_Teks Acuan_:
**********

Ibaratnya seperti anak–anak seorang lelaki yang semuanya harus memperoleh hak–hak dan kewajibannya masing–masing. Mereka mendapat kesempatan yang sama, perhatian dan kasih sayang yang seimbang. Semuanya berhak mengingatkan, “Takutlah kepada Allah dan berbuatlah adil terhadap anak–anak kalian.”

Model Ghuluw

Di antara rupa dan performa yang terlihat sangat buruk dalam lapangan ghuluw pada era ini adalah apa yang kita saksikan dilakukan oleh para pemuda yang terseret memasuki pintu ini oleh faktor husnuz zhon, pemahaman yang salah atau kealpaan. Semua itu membawa mereka terjatuh dalam bahaya besar, menyeret mereka untuk terperosok dalam banyak problema yang semestinya tidak perlu terjadi jika saja kebanyakan orang mau menanganinya.

Para pemuda tersebut mencela, mencaci, dan meremehkan para salaf yang sholeh, generasi yang membawa agama ini sampai kepada kita dan telah menghabiskan seluruh umur untuk membela syariat pemimpin para utusan, Rasulullah Muhammad Shollallahu Alaihi Wasallam.

**********

_Data Sumber_:
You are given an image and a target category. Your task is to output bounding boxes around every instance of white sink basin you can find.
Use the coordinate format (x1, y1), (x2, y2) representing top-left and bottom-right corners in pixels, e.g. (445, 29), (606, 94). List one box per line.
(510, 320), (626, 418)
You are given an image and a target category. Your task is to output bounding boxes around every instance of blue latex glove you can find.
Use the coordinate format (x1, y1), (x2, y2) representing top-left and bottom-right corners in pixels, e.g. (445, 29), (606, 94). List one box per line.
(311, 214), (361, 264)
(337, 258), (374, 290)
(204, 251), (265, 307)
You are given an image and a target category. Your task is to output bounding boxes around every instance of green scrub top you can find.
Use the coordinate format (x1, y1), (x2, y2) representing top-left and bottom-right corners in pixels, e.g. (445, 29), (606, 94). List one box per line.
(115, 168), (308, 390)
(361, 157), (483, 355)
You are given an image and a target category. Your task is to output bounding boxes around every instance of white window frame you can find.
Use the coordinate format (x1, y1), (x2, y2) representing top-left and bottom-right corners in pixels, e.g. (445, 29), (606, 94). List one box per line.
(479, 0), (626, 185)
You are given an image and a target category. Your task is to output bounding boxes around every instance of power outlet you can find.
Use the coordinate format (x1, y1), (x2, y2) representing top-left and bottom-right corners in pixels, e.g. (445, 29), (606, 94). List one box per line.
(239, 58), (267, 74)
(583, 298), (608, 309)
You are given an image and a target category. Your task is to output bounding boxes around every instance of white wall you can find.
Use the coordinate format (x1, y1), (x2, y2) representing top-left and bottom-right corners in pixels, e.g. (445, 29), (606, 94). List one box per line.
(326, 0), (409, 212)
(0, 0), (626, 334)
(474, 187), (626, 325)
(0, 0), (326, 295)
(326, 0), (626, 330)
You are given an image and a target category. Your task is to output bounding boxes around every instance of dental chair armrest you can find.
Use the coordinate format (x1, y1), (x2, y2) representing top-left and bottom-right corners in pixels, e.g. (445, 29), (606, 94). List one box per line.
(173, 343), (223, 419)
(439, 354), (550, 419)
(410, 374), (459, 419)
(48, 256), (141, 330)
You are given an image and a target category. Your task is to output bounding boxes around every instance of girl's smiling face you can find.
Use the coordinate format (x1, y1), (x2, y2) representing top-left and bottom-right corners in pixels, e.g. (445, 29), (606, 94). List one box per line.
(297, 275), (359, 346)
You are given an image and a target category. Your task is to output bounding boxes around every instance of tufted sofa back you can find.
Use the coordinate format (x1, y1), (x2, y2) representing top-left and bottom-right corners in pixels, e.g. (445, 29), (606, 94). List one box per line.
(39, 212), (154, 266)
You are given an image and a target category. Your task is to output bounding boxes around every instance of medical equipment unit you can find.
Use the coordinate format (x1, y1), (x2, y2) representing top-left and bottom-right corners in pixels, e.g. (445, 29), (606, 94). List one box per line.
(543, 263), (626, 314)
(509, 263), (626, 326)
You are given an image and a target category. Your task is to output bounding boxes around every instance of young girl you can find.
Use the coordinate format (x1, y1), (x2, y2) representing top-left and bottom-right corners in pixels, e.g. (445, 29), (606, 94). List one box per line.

**********

_Instruksi 1_: Ganti "tufted sofa back" dengan "leather sofa back" pada baris-baris di atas, mulai dari baris yang memuat "back you can find." sampai baris yang memuat "(39, 212), (154, 266)". Tuliskan kembali hanya baris-baris itu tanpa perubahan lain.
_Instruksi 2_: Lanjutkan teks tentang sikap ghuluw para pemuda itu dari kalimat terakhirnya.

_Hasil Akhir 1_:
You are given an image and a target category. Your task is to output bounding boxes around every instance of leather sofa back you can find.
Use the coordinate format (x1, y1), (x2, y2) representing top-left and bottom-right corners in pixels, e.g. (445, 29), (606, 94). List one box per line.
(39, 212), (154, 266)

_Hasil Akhir 2_:
Generasi itu pula satu–satunya kelompok yang menjadi pelayan sunnah nabawiyyah sehingga bisa sampai kepada kita dalam keaadaan putih dan bersih.

Imam Abu Hanifah, misalnya, oleh mereka (para pemuda) dikatakan sebagai seorang Jahmiyyah Murji’ah, seorang ahli bid’ah yang sesat dan pembawa naas bagi Islam dan pemeluknya.

Begitu pula Imam Nawawi, Imam Ibnu Hajar al Asqolani, Imam Ghozali, Imam Juned, Imam Ibrahim bin Adham, Imam Fudhel bin Iyadh, Imam Sahl at Tustari, Imam Dzahabi, Sulthonul Ulama, Syekh Izzuddin bin Abdussalam, dan lainnya.

Sungguh, pena merasa malu untuk menulis caci maki yang mereka keluarkan dan julukan–julukan jelek yang mereka lontarkan terdengar begitu risih oleh telinga orang yang mendengarkan.

Dan hal ini terdapat dalam seluruh isi buku dan sepanjang isi kaset yang telah disebarkan. (Jika perlakuan demikian diterima oleh para generasi salaf), maka sudah barang tentu caci maki itu juga dilontarkan terhadap ulama–ulama masa sekarang. Laa Haula walaa Quwwata illaa billaah.

Kedangkalan Tsaqafah dan Pengertian Agama

Sudah barang tentu kita semua sepakat bahwa penghinaan, hujatan, dan caci maki kepada para ulama seluruhnya bersumber dari ketidakluasan ilmu dan pengertian agama, atau belajar tanpa adanya pengajar.

Hal inilah yang menyeret sebagian para pemuda kita pada ketidaktepatan dalam menggali sebagian hukum, cenderung memusuhi setiap orang yang berbeda dengan mereka, dan menganggap pendapat pihak yang bertentangan dengan mereka sebagai hal yang bodoh.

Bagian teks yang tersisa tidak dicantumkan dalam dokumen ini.